* Work required *
With the string "positive" as the filter, copy each matching line from the records.

- - -

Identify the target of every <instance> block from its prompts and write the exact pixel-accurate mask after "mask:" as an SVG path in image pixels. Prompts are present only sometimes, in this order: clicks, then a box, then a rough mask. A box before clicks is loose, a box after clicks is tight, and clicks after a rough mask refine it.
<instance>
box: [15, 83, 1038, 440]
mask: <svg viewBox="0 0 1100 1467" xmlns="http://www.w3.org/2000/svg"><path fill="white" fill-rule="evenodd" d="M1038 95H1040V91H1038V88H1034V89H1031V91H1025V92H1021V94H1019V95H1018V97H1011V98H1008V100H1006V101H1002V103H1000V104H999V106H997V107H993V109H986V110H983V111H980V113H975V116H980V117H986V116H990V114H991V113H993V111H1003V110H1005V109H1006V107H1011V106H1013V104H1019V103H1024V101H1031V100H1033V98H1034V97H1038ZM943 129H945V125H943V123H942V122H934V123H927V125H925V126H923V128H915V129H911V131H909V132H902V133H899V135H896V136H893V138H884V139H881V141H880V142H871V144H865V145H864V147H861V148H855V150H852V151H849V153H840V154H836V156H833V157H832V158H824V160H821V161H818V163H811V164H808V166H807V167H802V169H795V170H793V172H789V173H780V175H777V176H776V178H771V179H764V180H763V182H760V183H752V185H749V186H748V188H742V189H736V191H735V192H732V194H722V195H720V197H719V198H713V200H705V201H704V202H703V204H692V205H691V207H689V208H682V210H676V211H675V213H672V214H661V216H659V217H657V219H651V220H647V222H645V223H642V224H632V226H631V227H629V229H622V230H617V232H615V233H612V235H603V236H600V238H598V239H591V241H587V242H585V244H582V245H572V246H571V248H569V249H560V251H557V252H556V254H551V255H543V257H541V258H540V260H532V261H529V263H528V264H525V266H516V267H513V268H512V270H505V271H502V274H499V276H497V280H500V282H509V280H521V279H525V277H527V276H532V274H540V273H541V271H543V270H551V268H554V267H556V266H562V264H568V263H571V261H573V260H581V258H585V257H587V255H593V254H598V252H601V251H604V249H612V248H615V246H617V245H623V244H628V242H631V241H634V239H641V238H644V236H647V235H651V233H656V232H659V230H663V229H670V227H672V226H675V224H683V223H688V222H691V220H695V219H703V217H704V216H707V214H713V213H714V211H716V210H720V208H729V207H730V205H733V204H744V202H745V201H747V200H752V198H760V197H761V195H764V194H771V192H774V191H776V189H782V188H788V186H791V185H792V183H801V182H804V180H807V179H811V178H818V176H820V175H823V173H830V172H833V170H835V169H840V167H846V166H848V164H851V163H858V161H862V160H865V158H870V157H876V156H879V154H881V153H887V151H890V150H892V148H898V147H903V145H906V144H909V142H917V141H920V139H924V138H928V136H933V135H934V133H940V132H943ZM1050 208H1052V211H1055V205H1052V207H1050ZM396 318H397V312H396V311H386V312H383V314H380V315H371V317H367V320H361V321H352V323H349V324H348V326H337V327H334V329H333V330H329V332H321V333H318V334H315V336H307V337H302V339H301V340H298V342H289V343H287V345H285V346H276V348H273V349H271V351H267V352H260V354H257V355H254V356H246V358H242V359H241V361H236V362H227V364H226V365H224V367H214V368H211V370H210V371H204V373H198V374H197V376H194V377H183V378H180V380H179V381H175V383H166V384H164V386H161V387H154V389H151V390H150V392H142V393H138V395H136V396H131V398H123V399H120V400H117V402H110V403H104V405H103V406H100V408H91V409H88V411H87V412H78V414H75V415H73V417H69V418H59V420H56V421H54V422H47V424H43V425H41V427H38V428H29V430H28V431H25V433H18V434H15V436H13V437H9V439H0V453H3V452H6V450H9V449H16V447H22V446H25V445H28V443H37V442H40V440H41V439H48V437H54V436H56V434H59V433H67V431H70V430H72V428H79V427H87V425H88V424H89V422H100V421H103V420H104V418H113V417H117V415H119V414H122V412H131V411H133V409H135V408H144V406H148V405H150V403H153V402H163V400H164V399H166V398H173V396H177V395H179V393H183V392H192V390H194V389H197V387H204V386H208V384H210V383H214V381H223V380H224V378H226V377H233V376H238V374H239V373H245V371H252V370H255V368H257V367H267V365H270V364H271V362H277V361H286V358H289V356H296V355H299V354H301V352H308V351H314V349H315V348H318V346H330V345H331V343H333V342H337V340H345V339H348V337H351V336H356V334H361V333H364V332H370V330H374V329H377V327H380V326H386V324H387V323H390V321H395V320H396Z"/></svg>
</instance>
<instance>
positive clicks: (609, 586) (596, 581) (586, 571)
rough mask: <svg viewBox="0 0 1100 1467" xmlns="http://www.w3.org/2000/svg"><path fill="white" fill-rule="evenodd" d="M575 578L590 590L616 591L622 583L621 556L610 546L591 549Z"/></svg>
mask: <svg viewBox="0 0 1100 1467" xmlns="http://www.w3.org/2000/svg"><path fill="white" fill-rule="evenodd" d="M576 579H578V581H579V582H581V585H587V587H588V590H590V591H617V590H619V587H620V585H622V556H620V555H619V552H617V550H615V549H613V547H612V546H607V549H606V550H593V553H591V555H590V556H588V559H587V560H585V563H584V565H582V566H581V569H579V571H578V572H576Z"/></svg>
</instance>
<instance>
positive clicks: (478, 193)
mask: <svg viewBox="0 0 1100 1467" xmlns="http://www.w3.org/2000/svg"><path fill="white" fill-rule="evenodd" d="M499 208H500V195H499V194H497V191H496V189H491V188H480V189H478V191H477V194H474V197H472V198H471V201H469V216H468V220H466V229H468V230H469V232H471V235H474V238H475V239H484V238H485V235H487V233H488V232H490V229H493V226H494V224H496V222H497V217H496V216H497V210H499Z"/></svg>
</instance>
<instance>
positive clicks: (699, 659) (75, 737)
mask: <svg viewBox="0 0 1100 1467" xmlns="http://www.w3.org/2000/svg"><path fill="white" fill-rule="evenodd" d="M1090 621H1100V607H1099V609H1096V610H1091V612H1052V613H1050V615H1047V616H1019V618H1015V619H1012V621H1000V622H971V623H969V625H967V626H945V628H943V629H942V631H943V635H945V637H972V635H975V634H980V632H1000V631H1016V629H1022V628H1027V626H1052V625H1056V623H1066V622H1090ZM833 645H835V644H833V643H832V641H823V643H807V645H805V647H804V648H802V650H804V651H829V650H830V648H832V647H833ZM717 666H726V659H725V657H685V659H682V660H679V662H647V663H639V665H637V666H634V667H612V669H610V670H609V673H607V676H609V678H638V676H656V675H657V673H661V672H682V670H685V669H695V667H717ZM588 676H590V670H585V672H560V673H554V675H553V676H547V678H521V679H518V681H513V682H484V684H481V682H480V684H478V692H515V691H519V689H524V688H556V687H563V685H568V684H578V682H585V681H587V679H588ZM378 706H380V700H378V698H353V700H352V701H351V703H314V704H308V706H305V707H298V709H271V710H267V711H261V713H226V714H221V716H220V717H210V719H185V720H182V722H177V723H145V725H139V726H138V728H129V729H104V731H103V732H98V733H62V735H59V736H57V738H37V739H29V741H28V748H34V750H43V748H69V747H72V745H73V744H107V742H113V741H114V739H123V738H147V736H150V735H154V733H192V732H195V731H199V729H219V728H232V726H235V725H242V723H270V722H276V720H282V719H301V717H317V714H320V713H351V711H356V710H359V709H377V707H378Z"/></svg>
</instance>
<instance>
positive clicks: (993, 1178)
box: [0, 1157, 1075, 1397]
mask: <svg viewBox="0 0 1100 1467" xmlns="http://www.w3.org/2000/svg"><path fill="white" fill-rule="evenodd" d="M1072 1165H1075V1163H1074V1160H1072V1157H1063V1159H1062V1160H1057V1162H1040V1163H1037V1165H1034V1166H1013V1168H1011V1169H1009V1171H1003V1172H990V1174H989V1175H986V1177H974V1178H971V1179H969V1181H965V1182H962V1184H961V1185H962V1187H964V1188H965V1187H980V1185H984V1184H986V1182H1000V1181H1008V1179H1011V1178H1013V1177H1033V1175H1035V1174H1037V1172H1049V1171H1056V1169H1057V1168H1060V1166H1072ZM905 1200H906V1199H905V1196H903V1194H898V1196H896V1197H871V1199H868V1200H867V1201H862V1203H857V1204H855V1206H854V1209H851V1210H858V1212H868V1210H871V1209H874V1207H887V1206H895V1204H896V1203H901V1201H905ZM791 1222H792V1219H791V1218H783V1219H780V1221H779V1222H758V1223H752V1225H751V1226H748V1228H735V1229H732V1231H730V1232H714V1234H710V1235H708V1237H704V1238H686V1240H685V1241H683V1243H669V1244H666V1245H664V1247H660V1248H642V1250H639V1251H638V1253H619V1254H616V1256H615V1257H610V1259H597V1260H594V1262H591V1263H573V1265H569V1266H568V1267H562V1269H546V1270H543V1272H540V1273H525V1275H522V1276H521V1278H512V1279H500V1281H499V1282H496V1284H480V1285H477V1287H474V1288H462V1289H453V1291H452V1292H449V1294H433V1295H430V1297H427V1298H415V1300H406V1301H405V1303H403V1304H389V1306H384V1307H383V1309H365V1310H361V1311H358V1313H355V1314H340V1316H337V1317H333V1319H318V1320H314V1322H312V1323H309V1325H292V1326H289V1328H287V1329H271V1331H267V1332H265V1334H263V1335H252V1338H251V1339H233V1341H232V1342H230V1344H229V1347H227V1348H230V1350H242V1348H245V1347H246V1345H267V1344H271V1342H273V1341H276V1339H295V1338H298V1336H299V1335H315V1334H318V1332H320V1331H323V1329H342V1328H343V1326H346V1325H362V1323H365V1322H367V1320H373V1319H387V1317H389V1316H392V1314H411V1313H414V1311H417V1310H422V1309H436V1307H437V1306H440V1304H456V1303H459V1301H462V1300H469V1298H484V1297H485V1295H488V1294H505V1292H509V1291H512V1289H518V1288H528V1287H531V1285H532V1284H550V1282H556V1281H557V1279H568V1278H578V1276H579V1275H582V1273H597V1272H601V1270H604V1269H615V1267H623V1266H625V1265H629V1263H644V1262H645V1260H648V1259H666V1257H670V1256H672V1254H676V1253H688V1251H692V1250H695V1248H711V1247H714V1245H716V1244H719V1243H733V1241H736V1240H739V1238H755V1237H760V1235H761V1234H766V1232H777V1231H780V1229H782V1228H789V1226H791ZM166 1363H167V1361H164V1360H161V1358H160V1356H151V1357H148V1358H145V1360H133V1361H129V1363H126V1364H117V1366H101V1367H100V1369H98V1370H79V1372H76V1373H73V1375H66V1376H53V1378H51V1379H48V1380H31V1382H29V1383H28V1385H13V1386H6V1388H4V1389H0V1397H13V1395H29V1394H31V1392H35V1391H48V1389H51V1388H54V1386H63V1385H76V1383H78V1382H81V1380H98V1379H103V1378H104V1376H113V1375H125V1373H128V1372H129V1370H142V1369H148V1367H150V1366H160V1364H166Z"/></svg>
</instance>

- - -

* Response to the task *
positive clicks: (609, 586) (596, 581) (586, 571)
positive clicks: (478, 193)
positive clicks: (699, 659) (75, 737)
positive clicks: (993, 1178)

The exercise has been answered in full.